## Excerpted passage:
● ● ● ● ● ● ●
Originally published June 8, 2010
Jeff Gray prepared for the game like any other. He was in the middle of a breakout season for the Red Sox. The reliever had appeared in 50 games for Boston, posting a stellar 2.34 ERA.
But, as he spoke with friend and teammate Daryl Irvine before this July 30, 1991 game, all that would end.
"I was talking to Daryl and all of a sudden, my nose started burning something fierce. It was like it was on fire, but there was no fire," Gray told the Los Angeles Times in November 1991. "I splashed some water on it, but that didn't help. All of a sudden, my legs left me and I was gone."
Gray was suffering a stroke. Right there in the locker room. Rushed to the hospital, he would survive. He would also recover, and try a comeback. But he would never pitch in a game again.
That day in July 1991 came after a professional career that spanned seven seasons, three of those with appearances in the majors.
Gray's career began with the Phillies system, signed by the club as an amateur free agent. After two seasons there, he was sent on to the Reds in a four player deal that sent Tom Hume and Gary Redus to the Phillies.
With the Reds system, Gray was sent to AA Vermont for 1986, then AAA Nashville for 1987. With Vermont, Gray struck out three while getting the final six outs to preserve a Vermont playoff win. Vermont went on to the title, beating Reading. Gray would stumble in the ninth inning of the clinching game, but Vermont held on.
He made Cincinnati in June 1988, pitching in five games with a 3.86 ERA. His final game with the Reds, he gave up two runs.
Gray made the Red Sox in 1990 after a stint back with the Phillies. He pitched in 44 games for Boston that year, posting a 4.44 ERA. By 1991, Gray had come into his own.
Then came the stroke. He was released from the hospital by Aug. 8, but his recovery was just beginning. And his goal was a full recover, with a return to the mound.
By spring 1992, Gray's progress was unmistakable, according to the Boston Globe. He went from not being able to even hold a baseball, to throwing at 70 mph.
"All I know," Red Sox GM Lou Gorman told The Globe, "is that seeing him five months ago, you'd have said recovery was impossible, it couldn't happen. If you see him now, you say he's got a chance."
Gray returned again for spring training 1993. He had a strong showing, and the Red Sox increased his work, but he never made it back. He officially abandoned his comeback hopes in January 1994.
The Times ended its November 1991 article with Gray talking about his rehabilitation, and what turned out to be Gray's unreachable goal.
"Pretty much every waking hour of my day is spent trying to get rid of this," Gray told The Times. "The doctor says he thinks I'm going to be normal and my goal is to go to spring training and participate completely. I don't know if I'll be ready to do that, but that's my goal. We're looking toward the future."
● ● ● ● ● ● ●
## Data:
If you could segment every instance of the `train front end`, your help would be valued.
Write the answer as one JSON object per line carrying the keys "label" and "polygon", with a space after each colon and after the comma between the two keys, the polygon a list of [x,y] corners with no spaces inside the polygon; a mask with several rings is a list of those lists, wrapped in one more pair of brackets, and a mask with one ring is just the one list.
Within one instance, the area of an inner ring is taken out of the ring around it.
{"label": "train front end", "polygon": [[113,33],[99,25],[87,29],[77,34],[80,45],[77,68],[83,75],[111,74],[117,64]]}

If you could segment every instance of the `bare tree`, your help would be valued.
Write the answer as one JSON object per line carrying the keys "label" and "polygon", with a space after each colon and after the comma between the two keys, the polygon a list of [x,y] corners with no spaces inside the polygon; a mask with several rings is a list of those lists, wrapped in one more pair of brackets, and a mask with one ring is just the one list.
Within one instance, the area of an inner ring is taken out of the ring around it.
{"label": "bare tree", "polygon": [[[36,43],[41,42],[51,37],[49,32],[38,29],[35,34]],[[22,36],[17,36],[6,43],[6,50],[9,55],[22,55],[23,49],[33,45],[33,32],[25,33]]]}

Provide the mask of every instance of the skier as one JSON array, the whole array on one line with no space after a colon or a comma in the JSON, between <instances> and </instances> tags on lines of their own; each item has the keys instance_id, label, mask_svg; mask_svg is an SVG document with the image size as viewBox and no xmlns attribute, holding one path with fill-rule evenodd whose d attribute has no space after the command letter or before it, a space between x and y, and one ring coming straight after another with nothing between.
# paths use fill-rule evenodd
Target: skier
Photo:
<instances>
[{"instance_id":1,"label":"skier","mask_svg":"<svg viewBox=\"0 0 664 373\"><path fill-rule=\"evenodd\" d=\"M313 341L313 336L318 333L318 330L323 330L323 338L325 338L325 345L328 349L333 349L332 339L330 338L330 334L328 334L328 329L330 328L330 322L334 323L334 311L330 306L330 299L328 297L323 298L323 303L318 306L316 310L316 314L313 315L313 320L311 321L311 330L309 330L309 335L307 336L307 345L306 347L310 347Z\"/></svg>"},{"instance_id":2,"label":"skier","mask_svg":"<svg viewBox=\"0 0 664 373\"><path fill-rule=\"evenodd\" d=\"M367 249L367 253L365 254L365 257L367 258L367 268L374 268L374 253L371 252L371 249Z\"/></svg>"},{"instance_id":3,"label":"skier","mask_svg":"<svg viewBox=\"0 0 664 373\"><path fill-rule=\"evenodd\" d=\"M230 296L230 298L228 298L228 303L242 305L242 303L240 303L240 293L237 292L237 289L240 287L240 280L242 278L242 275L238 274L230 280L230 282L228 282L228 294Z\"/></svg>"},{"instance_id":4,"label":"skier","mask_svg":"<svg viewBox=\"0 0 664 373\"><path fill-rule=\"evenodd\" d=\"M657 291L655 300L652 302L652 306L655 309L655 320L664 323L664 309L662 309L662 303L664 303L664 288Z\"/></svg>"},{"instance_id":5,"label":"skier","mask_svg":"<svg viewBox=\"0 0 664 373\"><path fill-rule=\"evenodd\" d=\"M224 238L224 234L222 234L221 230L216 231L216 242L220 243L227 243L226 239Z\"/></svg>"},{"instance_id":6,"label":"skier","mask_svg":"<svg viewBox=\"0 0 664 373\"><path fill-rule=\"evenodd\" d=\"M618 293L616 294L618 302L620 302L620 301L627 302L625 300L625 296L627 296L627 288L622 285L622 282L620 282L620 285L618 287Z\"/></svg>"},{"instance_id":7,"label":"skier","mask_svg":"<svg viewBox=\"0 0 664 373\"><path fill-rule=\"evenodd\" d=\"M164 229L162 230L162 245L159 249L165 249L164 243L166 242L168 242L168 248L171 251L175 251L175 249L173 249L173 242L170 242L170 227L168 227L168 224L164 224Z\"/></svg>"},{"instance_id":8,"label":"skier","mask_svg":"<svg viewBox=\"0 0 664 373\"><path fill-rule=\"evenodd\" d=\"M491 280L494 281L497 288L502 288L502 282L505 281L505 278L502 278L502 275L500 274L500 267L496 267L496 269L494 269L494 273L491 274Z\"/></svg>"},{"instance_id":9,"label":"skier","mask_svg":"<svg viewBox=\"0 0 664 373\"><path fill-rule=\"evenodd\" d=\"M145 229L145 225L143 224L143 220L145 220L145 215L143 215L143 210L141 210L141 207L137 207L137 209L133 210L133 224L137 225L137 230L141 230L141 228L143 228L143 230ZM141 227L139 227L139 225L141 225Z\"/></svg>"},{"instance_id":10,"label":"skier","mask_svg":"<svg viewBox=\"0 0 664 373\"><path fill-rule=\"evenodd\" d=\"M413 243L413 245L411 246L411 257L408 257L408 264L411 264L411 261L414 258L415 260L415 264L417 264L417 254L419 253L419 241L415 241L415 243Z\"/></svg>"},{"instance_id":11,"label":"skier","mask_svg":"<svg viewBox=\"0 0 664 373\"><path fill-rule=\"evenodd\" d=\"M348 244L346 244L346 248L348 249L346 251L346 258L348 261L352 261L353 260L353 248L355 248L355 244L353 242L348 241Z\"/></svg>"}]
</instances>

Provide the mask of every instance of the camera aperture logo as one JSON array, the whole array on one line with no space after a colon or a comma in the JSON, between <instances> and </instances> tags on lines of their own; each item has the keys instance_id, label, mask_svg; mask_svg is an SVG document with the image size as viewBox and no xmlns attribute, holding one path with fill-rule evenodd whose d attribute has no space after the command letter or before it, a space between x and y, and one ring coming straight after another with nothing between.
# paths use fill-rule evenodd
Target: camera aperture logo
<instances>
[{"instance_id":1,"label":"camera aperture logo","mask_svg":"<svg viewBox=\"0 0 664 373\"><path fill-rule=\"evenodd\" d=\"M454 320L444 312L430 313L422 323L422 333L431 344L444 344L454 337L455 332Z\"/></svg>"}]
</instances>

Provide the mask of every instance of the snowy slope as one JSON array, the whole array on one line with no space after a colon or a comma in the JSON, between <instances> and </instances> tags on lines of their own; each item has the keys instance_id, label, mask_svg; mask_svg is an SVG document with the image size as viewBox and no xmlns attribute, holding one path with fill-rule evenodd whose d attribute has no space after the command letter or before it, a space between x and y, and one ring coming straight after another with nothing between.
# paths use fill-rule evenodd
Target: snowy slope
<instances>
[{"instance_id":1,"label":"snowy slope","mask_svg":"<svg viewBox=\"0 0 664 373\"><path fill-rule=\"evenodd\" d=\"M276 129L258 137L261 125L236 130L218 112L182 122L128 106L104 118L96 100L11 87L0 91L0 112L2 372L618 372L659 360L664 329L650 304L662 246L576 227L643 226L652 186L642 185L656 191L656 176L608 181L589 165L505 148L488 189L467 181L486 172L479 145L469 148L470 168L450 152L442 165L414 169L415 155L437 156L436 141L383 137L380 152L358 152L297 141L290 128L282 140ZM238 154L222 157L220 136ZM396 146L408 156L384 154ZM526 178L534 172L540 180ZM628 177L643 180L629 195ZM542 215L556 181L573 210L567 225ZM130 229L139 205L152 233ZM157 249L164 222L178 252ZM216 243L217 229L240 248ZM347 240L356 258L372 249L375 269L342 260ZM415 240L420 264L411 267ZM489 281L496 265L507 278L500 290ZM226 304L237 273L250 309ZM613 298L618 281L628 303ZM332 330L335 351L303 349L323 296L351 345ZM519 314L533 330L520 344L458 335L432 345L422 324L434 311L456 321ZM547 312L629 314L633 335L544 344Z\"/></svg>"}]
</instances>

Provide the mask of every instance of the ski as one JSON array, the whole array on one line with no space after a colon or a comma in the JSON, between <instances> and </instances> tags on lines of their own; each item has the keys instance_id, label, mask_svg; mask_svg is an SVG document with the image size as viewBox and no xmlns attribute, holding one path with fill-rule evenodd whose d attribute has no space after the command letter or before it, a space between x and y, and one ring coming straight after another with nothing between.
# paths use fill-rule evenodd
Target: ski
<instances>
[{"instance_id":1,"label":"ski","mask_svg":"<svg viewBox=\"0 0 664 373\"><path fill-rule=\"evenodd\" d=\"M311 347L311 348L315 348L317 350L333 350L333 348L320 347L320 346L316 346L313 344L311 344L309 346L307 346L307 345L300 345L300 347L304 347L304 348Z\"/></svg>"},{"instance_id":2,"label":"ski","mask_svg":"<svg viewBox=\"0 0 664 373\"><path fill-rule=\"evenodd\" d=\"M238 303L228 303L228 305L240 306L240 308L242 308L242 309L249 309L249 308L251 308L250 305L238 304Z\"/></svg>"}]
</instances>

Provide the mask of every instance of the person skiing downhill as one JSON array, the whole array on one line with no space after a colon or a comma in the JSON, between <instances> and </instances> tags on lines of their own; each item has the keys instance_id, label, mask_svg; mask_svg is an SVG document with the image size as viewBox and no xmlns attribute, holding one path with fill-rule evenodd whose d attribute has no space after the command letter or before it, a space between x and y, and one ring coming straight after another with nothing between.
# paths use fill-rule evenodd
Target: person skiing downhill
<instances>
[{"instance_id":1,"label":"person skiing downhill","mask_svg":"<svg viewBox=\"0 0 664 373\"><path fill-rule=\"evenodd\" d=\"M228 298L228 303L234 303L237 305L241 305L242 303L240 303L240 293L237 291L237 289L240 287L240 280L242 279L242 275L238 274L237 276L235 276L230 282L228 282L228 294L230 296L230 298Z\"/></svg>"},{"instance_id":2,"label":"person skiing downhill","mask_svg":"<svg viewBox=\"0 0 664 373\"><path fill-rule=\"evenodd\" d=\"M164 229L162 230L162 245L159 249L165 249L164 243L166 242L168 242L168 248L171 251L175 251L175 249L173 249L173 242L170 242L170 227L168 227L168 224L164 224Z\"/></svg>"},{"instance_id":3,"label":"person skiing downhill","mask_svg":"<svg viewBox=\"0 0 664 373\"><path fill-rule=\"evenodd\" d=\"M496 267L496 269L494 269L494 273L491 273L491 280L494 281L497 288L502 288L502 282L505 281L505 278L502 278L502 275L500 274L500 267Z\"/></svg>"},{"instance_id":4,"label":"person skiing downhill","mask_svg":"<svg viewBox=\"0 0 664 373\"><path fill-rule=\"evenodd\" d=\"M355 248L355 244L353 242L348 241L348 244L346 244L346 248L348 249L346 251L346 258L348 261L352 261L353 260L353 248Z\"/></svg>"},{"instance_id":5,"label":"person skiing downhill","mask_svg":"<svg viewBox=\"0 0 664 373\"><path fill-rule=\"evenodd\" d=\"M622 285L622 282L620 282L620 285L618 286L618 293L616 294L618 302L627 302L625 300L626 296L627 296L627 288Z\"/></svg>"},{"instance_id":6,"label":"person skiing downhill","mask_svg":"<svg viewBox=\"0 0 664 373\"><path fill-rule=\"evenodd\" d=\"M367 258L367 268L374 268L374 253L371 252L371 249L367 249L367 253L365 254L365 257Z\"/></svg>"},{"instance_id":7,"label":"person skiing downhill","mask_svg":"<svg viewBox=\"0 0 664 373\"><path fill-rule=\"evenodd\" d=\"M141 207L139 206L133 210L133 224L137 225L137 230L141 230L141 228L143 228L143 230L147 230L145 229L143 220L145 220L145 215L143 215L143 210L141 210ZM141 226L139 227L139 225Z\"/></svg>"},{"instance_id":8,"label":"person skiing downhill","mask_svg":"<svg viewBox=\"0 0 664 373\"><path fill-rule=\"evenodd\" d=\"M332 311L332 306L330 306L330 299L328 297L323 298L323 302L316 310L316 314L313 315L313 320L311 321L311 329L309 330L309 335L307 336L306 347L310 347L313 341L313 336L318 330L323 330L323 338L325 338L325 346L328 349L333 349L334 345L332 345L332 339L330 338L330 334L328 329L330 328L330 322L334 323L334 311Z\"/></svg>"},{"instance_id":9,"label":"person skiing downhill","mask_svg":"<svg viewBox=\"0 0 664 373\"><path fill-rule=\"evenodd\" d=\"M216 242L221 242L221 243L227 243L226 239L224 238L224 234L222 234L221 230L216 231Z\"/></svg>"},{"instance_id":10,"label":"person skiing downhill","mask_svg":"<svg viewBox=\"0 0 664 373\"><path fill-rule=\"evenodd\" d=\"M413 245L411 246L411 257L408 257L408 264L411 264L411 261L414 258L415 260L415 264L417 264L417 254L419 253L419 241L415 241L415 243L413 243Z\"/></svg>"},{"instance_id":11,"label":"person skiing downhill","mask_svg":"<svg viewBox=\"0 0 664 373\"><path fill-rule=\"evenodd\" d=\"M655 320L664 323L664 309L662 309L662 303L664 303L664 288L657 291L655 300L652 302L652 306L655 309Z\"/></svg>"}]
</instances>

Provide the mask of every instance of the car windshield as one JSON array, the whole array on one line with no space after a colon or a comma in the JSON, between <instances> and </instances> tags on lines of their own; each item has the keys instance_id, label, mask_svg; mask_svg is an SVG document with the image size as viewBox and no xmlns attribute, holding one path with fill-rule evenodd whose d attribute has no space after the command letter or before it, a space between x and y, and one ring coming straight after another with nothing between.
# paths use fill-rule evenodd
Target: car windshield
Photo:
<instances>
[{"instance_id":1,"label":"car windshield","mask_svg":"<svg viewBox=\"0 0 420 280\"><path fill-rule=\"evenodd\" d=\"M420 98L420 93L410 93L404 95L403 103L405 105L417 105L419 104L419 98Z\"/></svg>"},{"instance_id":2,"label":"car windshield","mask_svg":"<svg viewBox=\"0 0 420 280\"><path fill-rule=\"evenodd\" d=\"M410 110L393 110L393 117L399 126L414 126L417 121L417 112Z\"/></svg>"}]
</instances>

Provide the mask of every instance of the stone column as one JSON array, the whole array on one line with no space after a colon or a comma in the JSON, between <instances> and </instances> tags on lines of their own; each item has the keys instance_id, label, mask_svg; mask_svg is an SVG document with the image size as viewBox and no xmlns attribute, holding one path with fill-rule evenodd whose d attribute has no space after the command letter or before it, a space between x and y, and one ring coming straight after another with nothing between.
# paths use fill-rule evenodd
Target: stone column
● ● ● ● ● ● ●
## What this exercise asks:
**a)** Answer these about the Jeff Gray article:
(i) What ERA had Gray posted for Boston in 1991 before his stroke?
(ii) Which two players went to the Phillies in the deal that sent Gray to the Reds?
(iii) When did Gray officially give up his comeback hopes?
**b)** Could you retype the part of the Jeff Gray article starting with "Then came the" and going on through "in January 1994."?

## Answers given:
**a)**
(i) 2.34
(ii) Tom Hume and Gary Redus
(iii) January 1994

**b)**
Then came the stroke. He was released from the hospital by Aug. 8, but his recovery was just beginning. And his goal was a full recover, with a return to the mound.
By spring 1992, Gray's progress was unmistakable, according to the Boston Globe. He went from not being able to even hold a baseball, to throwing at 70 mph.
"All I know," Red Sox GM Lou Gorman told The Globe, "is that seeing him five months ago, you'd have said recovery was impossible, it couldn't happen. If you see him now, you say he's got a chance."
Gray returned again for spring training 1993. He had a strong showing, and the Red Sox increased his work, but he never made it back. He officially abandoned his comeback hopes in January 1994.